* Teks Sumber:

····················

Giant Sea Wall Bisa Perburuk Lingkungan Pesisir Teluk Jakarta

Reading time: 2 menit

Jakarta (Greeners) – Pemerintah provinsi DKI Jakarta merencanakan pembangunan tanggul laut raksasa atau giant sea wall sepanjang 30 kilometer di Teluk Jakarta pada pertengahan tahun 2014. Pembangunan tanggul yang digagas oleh mantan gubernur Fauzi Bowo ini bertujuan untuk menanggulangi banjir di utara Jakarta, mencegah terjadinya banjir rob yang lebih besar dan sebagai sumber air bersih.

Dari penelitian Armi Susandi (2007) dari Dewan Nasional Perubahan Iklim (DNPI) yang berjudul “Pengaruh Perubahan iklim di Jakarta dengan Menghitung Laju Kenaikan Temperatur di Jakarta dan Kenaikan Muka Air Laut”, bahwa diprediksi kenaikan permukaan air laut Teluk Jakarta mencapai rata-rata 0.57 cm per tahun. Ini berpotensi merendam kawasan pantai antara 0,28 – 4,17 meter pada tahun 2050.

Berdasarkan penelitian itu, beberapa daerah disepanjang pesisir Jakarta seperti Penjaringan, Pademangan, Tanjung Priok, Koja, Cilincing dan Bandar Udara Soekarno Hatta, bakal terendam air. Dari aspek sosial dan ekonomi, salah urus pengelolaan pesisir akan menggusur setidaknya 14.316 jiwa masyarakat yang tersebar di enam kampung nelayan.

Sementara Forum Masyarakat Sipil untuk Keadilan Iklim (CSF-CJI) dan Koalisi Rakyat untuk Keadilan Perikanan (KIARA) menyatakan pembangunan bendungan laut raksasa itu dapat memperburuk kondisi lingkungan pesisir Jakarta, karena memperlambat arus debit air tiga belas sungai yang bermuara di Teluk Jakarta dan memacu pendangkalan sungai.

····················

* Tugas:
Tuliskan kembali bagian teks tentang tanggul laut raksasa di atas dari "Reading time: 2" sampai "pada tahun 2050.", termasuk kedua batas itu. Gunakan hanya teks tentang tanggul laut raksasa sebagai pegangan.

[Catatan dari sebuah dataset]

····················

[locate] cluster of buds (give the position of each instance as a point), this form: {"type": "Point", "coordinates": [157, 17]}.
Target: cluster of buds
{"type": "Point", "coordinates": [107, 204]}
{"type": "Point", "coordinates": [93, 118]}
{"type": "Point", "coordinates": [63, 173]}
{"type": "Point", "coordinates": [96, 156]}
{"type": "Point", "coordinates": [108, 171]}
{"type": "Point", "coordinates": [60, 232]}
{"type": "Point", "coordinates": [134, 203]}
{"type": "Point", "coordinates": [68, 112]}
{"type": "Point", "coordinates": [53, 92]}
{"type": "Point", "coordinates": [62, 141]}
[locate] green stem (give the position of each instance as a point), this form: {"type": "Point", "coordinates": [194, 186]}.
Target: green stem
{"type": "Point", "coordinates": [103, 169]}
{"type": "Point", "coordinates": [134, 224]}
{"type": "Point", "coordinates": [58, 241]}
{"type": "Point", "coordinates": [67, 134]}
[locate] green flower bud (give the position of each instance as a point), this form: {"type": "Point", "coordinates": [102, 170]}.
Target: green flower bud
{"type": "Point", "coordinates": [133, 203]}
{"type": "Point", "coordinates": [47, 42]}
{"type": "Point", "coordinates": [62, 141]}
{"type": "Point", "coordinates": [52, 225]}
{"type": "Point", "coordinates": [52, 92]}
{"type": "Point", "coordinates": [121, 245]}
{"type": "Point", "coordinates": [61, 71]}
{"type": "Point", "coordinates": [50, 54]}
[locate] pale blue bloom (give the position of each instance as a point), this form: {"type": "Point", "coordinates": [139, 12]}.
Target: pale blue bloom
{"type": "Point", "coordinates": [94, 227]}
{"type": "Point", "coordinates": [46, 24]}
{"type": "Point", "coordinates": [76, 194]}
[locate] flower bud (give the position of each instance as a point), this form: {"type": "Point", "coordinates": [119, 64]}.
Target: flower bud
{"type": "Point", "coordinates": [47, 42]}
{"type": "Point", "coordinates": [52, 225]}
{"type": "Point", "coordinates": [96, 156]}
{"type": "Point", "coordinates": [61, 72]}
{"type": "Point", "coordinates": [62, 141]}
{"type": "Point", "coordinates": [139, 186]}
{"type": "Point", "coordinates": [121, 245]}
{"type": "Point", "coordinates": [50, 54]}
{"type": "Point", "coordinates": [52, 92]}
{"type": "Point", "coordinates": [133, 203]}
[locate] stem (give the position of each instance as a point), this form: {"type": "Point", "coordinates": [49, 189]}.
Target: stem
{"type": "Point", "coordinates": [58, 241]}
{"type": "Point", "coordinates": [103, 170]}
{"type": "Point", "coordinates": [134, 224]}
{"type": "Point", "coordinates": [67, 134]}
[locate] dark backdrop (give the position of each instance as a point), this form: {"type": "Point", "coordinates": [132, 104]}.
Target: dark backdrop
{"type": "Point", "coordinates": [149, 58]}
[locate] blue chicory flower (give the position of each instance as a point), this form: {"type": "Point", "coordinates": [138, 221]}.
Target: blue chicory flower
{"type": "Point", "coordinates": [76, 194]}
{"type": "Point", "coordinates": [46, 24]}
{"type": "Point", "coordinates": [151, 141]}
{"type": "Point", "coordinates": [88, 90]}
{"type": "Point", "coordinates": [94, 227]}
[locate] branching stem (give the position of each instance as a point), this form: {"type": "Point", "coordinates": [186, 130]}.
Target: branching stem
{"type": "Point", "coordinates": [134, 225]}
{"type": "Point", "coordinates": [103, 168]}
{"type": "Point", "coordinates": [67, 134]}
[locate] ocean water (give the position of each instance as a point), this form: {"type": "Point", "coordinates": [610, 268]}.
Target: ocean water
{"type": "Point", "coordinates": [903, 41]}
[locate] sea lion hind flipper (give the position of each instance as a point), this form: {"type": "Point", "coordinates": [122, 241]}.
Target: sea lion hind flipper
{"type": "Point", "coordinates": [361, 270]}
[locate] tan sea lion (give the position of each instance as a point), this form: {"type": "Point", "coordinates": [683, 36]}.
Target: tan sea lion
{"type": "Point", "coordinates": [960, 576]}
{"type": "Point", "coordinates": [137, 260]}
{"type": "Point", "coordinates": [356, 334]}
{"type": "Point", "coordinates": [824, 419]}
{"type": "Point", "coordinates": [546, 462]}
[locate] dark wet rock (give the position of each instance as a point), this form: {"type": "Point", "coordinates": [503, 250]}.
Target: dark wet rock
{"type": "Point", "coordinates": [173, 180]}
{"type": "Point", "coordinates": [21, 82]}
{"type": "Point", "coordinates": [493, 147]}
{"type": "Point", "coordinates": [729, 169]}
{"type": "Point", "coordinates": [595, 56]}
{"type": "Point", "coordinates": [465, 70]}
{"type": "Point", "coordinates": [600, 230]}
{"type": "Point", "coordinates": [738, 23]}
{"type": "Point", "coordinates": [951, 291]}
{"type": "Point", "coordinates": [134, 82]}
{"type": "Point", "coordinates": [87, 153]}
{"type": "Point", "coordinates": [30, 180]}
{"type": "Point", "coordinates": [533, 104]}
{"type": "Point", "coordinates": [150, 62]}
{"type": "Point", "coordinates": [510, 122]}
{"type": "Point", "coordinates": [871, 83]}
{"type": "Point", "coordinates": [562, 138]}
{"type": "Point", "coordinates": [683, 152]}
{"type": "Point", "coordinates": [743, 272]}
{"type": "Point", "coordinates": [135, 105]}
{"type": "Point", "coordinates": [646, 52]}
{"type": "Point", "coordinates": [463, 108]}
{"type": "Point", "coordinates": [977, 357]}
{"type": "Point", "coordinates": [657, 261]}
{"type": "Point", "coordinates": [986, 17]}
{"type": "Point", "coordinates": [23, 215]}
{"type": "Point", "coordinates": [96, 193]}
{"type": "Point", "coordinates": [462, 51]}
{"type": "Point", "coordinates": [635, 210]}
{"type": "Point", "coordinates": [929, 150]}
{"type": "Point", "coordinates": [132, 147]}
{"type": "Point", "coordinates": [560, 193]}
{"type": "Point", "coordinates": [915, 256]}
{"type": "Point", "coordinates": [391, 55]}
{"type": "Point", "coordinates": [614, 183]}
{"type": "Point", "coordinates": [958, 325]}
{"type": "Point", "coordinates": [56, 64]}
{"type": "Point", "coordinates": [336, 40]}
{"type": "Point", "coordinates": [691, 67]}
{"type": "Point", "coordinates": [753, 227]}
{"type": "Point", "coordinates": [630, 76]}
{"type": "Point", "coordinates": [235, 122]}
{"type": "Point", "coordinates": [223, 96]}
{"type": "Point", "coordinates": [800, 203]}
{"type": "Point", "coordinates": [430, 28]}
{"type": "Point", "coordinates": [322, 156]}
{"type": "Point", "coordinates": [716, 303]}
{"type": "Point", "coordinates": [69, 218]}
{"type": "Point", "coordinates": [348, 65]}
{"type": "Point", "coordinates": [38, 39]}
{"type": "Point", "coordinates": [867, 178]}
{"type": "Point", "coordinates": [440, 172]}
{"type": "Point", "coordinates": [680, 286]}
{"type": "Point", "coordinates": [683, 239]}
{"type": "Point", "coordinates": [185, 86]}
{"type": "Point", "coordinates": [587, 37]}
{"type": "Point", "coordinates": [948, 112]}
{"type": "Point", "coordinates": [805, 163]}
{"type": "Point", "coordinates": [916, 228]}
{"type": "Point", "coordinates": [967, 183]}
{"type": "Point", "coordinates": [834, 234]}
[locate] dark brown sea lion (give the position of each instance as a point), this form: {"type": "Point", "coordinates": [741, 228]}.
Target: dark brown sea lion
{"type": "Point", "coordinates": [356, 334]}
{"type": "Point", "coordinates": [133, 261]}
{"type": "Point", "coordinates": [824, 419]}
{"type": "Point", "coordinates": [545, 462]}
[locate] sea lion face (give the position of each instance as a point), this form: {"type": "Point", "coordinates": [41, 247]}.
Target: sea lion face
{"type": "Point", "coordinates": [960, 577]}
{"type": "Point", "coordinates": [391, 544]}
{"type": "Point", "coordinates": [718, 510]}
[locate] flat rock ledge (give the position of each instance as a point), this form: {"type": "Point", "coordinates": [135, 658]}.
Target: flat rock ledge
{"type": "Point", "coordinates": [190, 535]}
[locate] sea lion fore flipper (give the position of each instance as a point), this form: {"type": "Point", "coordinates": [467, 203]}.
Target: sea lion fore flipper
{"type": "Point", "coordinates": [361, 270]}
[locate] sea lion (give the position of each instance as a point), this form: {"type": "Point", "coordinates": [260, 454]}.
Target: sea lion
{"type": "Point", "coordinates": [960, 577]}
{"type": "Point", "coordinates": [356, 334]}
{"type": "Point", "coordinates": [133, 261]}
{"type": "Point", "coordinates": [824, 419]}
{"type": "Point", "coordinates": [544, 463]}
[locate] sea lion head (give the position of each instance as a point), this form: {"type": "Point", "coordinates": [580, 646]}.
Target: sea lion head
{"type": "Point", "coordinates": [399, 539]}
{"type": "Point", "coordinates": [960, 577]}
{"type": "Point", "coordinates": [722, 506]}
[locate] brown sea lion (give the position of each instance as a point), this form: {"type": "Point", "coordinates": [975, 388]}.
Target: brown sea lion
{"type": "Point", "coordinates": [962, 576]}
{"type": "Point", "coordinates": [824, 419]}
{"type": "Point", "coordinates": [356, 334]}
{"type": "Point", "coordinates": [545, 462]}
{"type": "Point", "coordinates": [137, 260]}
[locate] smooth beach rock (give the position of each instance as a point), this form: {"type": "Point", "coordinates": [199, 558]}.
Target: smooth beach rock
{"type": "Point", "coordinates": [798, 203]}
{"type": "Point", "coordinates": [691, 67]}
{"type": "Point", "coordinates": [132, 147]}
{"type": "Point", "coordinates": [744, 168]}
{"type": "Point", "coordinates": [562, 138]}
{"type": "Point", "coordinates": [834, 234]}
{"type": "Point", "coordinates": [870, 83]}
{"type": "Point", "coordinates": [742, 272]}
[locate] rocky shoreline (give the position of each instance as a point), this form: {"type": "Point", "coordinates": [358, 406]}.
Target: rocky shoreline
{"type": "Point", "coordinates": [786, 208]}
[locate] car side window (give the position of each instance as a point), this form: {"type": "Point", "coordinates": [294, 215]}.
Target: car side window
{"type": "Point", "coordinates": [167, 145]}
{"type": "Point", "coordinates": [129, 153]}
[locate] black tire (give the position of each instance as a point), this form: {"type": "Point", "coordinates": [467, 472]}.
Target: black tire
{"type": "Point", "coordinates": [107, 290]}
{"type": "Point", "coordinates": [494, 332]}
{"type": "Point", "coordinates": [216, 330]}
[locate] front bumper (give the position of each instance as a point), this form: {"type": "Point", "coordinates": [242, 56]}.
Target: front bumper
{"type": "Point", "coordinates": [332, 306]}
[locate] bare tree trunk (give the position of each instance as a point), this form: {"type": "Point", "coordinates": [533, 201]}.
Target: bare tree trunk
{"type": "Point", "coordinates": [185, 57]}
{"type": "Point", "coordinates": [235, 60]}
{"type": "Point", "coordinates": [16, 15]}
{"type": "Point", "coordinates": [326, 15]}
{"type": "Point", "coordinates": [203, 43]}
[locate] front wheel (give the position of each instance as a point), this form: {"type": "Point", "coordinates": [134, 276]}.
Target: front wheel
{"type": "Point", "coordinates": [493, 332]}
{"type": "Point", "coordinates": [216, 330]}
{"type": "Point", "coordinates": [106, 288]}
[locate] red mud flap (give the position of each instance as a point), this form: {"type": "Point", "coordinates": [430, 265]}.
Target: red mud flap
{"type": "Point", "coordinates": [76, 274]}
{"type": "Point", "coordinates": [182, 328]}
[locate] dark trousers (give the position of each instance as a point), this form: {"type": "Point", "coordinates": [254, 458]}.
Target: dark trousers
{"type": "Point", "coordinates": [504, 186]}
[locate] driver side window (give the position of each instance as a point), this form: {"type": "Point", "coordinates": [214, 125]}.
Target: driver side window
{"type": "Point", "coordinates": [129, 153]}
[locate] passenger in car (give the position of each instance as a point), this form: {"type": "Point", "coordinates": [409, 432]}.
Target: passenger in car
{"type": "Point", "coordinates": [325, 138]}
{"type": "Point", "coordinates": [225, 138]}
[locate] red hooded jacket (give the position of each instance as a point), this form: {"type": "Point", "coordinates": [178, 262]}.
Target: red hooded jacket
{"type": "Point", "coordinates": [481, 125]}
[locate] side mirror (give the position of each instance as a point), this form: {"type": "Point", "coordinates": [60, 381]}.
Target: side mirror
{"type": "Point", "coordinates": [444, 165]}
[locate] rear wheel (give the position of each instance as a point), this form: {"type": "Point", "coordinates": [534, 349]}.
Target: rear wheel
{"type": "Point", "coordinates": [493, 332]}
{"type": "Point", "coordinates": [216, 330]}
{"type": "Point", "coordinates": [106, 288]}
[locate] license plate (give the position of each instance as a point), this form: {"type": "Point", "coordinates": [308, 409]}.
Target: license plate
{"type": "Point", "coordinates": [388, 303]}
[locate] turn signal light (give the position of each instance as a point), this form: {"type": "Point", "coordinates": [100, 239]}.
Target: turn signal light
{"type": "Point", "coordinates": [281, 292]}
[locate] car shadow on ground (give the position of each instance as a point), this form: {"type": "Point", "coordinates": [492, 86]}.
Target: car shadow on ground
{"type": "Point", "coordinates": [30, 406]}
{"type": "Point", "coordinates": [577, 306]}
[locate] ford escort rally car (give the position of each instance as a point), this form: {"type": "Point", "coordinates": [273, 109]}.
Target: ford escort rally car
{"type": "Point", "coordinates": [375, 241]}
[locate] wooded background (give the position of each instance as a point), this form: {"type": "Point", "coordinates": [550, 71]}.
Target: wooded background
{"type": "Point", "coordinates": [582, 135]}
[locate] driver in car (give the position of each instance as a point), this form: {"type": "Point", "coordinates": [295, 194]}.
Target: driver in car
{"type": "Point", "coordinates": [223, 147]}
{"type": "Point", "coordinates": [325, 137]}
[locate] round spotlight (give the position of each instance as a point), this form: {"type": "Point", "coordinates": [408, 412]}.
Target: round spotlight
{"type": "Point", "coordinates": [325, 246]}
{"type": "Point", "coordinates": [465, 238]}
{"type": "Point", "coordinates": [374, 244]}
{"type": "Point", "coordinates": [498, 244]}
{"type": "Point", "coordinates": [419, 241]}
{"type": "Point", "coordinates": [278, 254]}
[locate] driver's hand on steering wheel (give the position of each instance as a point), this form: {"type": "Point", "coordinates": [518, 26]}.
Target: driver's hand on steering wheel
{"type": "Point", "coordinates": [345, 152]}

····················

* Jawaban:
Reading time: 2 menit

Jakarta (Greeners) – Pemerintah provinsi DKI Jakarta merencanakan pembangunan tanggul laut raksasa atau giant sea wall sepanjang 30 kilometer di Teluk Jakarta pada pertengahan tahun 2014. Pembangunan tanggul yang digagas oleh mantan gubernur Fauzi Bowo ini bertujuan untuk menanggulangi banjir di utara Jakarta, mencegah terjadinya banjir rob yang lebih besar dan sebagai sumber air bersih.

Dari penelitian Armi Susandi (2007) dari Dewan Nasional Perubahan Iklim (DNPI) yang berjudul “Pengaruh Perubahan iklim di Jakarta dengan Menghitung Laju Kenaikan Temperatur di Jakarta dan Kenaikan Muka Air Laut”, bahwa diprediksi kenaikan permukaan air laut Teluk Jakarta mencapai rata-rata 0.57 cm per tahun. Ini berpotensi merendam kawasan pantai antara 0,28 – 4,17 meter pada tahun 2050.